_Exercise instructions_
Transcribe the entries that follow, word for word.

_Source records_
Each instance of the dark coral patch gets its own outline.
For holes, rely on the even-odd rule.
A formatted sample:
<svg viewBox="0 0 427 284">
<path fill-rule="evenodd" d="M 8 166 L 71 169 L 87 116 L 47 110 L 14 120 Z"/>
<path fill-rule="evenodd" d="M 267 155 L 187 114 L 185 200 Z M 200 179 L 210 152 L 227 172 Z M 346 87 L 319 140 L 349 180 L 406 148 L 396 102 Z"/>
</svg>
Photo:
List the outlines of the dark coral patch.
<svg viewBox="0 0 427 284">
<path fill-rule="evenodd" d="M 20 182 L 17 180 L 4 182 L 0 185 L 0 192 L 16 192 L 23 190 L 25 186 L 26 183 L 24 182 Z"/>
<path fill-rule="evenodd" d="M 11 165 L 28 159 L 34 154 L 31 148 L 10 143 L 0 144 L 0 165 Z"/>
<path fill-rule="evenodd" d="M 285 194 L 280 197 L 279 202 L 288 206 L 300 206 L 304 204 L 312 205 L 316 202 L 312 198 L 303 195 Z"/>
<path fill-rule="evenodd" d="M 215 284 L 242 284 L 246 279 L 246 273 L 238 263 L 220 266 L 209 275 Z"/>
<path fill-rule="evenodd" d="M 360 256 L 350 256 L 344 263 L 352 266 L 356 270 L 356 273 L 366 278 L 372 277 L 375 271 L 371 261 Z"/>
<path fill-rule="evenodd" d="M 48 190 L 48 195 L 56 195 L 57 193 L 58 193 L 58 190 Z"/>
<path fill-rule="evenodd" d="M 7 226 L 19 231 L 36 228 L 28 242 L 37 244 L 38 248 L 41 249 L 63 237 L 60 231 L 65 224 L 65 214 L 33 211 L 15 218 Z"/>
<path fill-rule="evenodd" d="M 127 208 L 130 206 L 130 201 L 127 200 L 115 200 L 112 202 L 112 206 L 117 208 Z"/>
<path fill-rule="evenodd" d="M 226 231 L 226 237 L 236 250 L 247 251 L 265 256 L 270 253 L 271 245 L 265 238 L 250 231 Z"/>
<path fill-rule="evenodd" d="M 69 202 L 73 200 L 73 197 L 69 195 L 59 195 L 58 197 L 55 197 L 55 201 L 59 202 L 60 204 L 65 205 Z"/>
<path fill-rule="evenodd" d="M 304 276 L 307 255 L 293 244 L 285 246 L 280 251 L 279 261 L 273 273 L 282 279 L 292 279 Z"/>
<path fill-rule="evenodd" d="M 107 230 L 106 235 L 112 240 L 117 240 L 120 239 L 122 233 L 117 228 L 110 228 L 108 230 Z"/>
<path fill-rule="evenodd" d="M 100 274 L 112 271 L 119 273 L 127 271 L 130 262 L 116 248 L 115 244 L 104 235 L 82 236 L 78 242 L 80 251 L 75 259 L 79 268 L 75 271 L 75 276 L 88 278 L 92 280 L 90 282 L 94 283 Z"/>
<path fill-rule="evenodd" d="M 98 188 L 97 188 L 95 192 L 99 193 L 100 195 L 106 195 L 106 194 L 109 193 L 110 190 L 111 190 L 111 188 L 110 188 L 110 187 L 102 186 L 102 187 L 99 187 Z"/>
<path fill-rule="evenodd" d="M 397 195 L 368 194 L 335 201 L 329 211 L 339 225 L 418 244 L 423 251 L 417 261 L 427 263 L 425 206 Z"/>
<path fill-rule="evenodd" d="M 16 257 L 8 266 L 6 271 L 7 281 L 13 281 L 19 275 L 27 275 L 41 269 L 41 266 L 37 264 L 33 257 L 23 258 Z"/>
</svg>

_The completed task_
Each instance of the dark coral patch gets its own outline.
For holes, rely on the even-odd rule.
A formatted sample:
<svg viewBox="0 0 427 284">
<path fill-rule="evenodd" d="M 8 166 L 71 169 L 87 116 L 47 110 L 14 120 Z"/>
<path fill-rule="evenodd" d="M 267 155 L 187 114 L 185 200 Z M 200 179 L 210 152 L 227 172 Z M 346 87 L 319 140 L 349 180 L 406 148 L 396 102 Z"/>
</svg>
Photo:
List the outlines of the dark coral patch.
<svg viewBox="0 0 427 284">
<path fill-rule="evenodd" d="M 20 182 L 17 180 L 4 182 L 0 185 L 0 192 L 16 192 L 23 190 L 25 186 L 26 183 L 24 182 Z"/>
<path fill-rule="evenodd" d="M 11 165 L 28 159 L 34 154 L 31 148 L 10 143 L 0 144 L 0 165 Z"/>
<path fill-rule="evenodd" d="M 285 194 L 280 197 L 279 202 L 288 206 L 300 206 L 304 204 L 312 205 L 316 202 L 312 198 L 303 195 Z"/>
<path fill-rule="evenodd" d="M 215 284 L 242 284 L 246 279 L 246 273 L 238 263 L 220 266 L 209 275 Z"/>
<path fill-rule="evenodd" d="M 360 256 L 350 256 L 344 263 L 352 266 L 356 270 L 356 273 L 366 278 L 372 277 L 375 271 L 371 261 Z"/>
<path fill-rule="evenodd" d="M 48 190 L 48 195 L 56 195 L 57 193 L 58 193 L 58 190 Z"/>
<path fill-rule="evenodd" d="M 7 226 L 19 231 L 36 228 L 28 242 L 37 244 L 38 248 L 41 249 L 63 237 L 60 231 L 65 224 L 65 214 L 33 211 L 15 218 Z"/>
<path fill-rule="evenodd" d="M 127 208 L 130 206 L 130 201 L 127 200 L 115 200 L 112 202 L 112 206 L 117 208 Z"/>
<path fill-rule="evenodd" d="M 226 231 L 226 237 L 236 250 L 247 251 L 265 256 L 270 253 L 271 245 L 265 238 L 250 231 Z"/>
<path fill-rule="evenodd" d="M 69 202 L 73 200 L 73 197 L 69 195 L 59 195 L 58 197 L 55 197 L 55 201 L 59 202 L 60 204 L 65 205 Z"/>
<path fill-rule="evenodd" d="M 304 276 L 307 255 L 293 244 L 285 246 L 280 251 L 279 261 L 273 273 L 282 279 L 292 279 Z"/>
<path fill-rule="evenodd" d="M 107 230 L 106 235 L 112 240 L 117 240 L 120 239 L 122 233 L 117 228 L 110 228 L 108 230 Z"/>
<path fill-rule="evenodd" d="M 100 274 L 112 271 L 119 273 L 127 271 L 130 262 L 116 248 L 115 244 L 104 235 L 82 236 L 78 242 L 80 251 L 75 259 L 79 268 L 75 271 L 75 276 L 88 278 L 92 280 L 90 282 L 94 283 Z"/>
<path fill-rule="evenodd" d="M 98 188 L 97 188 L 95 192 L 99 193 L 100 195 L 106 195 L 106 194 L 109 193 L 110 190 L 111 190 L 111 188 L 110 188 L 110 187 L 102 186 L 102 187 L 99 187 Z"/>
<path fill-rule="evenodd" d="M 397 195 L 368 194 L 335 201 L 329 211 L 339 225 L 418 244 L 423 251 L 417 261 L 427 263 L 425 206 Z"/>
<path fill-rule="evenodd" d="M 16 257 L 8 266 L 6 271 L 7 281 L 13 281 L 19 275 L 27 275 L 41 269 L 41 266 L 37 264 L 33 257 L 23 258 Z"/>
</svg>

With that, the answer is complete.